#3 – People Talks: Performance Reviews with Alen Peacock at Stretch Metrics

Giovanni Luperti
CEO at Humaans

This week we are talking about performance reviews with Alen Peacock, co-founder of Stretch Metrics.
Following the interview last week with Radina Nedyalkova about how to best approach talent acquisition, performance management is a great next topic to cover.
Alen is both a serial startup founder and an Engineering Lead, exposed to the ups and downs of setting up and managing high-performing teams at scale. With his latest venture Stretch Metrics, Alen is tackling the hard problem of creating a better framework to evaluate employees fairly by making the full process more natural.
In this interview we covered the challenges with the existing performance review frameworks, and how this process can be improved, the role of data as part of this process and how to better leverage it, how to best engage your team and the role of peer reviews in educating the overall evaluation.
Alen shared a ton of insights that will definitely provide you with an interesting perspective and
hopefully help re-think your existing approach. Thanks, Alen!
Alen, could you tell us a bit about your background?
I started writing software as a kid and followed that passion through two degrees in Computer
Science. I spent a few years after college working for MIT’s Lincoln Laboratory, and also spent
some time working on tech in the financial sector, for a Fortune 500, and for a startup that was
acquired before co-founding an ambitious tech company myself and raising funds from Google
Ventures. The company we started was acquired in 2014, after which I spent a few years leading
large engineering teams. Through it all, I learned a lot about working with really great people.

Given task A ▸ Copy the Alen Peacock interview word for word, from "In this interview" to "approach. Thanks, Alen!", inclusive.
Given task B ▸ Pick up the Alen Peacock interview after its last sentence and keep writing it.

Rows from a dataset
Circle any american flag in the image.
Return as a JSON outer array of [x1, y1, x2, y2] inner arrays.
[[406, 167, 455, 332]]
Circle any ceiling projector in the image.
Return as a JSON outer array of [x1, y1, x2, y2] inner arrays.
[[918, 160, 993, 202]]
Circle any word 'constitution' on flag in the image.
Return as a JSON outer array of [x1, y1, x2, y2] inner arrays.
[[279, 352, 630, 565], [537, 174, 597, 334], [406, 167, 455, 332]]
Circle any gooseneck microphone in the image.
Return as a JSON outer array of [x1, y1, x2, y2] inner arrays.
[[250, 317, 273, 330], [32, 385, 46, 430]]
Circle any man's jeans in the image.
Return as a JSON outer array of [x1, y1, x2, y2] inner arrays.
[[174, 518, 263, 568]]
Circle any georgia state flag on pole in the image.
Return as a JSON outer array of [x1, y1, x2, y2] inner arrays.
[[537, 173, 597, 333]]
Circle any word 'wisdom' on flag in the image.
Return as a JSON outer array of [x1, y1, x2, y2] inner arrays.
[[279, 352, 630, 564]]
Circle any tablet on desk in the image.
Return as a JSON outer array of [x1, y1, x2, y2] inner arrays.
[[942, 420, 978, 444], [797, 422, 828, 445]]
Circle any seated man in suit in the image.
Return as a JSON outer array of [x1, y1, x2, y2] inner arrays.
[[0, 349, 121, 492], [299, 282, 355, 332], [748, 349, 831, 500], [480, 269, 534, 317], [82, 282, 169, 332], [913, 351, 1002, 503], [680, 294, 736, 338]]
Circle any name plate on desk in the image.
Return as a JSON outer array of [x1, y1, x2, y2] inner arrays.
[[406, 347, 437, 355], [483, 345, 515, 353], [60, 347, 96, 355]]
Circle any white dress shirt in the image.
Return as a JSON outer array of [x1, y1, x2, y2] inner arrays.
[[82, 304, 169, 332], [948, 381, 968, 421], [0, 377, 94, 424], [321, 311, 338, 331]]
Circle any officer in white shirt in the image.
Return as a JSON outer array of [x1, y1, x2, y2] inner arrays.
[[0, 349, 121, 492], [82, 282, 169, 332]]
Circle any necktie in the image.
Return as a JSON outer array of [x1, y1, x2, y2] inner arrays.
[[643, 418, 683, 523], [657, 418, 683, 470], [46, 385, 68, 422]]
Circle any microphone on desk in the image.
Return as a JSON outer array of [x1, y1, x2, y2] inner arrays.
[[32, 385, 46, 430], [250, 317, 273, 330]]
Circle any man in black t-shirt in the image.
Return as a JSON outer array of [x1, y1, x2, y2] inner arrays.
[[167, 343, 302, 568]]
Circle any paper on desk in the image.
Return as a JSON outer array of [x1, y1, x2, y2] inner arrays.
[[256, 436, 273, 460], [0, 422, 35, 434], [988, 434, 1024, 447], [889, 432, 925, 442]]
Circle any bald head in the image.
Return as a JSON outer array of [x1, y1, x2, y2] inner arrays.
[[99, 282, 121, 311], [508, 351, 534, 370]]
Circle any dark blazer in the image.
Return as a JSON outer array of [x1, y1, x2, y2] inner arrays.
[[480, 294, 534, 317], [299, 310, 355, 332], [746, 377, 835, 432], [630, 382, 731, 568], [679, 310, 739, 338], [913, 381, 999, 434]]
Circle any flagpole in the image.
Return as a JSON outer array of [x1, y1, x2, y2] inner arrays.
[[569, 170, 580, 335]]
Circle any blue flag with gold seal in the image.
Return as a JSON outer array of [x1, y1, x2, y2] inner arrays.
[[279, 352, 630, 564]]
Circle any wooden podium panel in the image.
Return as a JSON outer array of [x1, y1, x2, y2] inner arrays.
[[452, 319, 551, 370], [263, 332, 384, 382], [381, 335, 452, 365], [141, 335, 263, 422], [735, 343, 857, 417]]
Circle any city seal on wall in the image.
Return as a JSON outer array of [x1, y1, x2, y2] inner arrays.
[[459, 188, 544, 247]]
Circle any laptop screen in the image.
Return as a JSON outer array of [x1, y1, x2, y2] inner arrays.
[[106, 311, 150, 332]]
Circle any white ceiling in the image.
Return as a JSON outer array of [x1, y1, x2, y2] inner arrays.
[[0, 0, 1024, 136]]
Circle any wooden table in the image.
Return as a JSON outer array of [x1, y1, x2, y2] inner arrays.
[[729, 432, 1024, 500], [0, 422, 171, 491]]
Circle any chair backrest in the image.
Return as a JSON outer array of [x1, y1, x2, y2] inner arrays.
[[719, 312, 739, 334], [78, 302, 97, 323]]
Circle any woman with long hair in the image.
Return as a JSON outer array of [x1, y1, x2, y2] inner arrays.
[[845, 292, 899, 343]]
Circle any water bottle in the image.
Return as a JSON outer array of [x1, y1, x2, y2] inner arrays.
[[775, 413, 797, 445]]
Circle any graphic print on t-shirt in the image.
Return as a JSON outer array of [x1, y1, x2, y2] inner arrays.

Output A ▸
In this interview we covered the challenges with the existing performance review frameworks, and how this process can be improved, the role of data as part of this process and how to better leverage it, how to best engage your team and the role of peer reviews in educating the overall evaluation.
Alen shared a ton of insights that will definitely provide you with an interesting perspective and
hopefully help re-think your existing approach. Thanks, Alen!

Output B ▸
The crucible of starting a new company in particular forged a much deeper understanding of how to
build and maintain high-performing teams.
From your perspective, what’s the purpose of a performance review? And what are the benefits for both the employees and the company?
Learning to give and receive effective, high-quality feedback might be the greatest superpower
there exists for driving teams towards excellence. There is no way to improve at anything without
some sort of feedback loop. And getting better at things is immensely rewarding – it’s the reason
people golf or practice the guitar.
As Dan Pink famously points out, mastery is one of the primary drivers in the science of
motivation.
Performance reviews provide an opportunity for people to do just that, but often fall so far short
of that goal that they veer into demotivation. While companies tout performance review process as
a way to help develop individuals, in practice they serve mainly to support yearly compensation
adjustments, promotions, demotions, justify firings, and to create inputs into workforce
expansions and reductions.
Your goal with Stretch Metrics is to create a better framework for companies to conduct performance reviews. What’s wrong with the existing approaches and what are you trying to do differently?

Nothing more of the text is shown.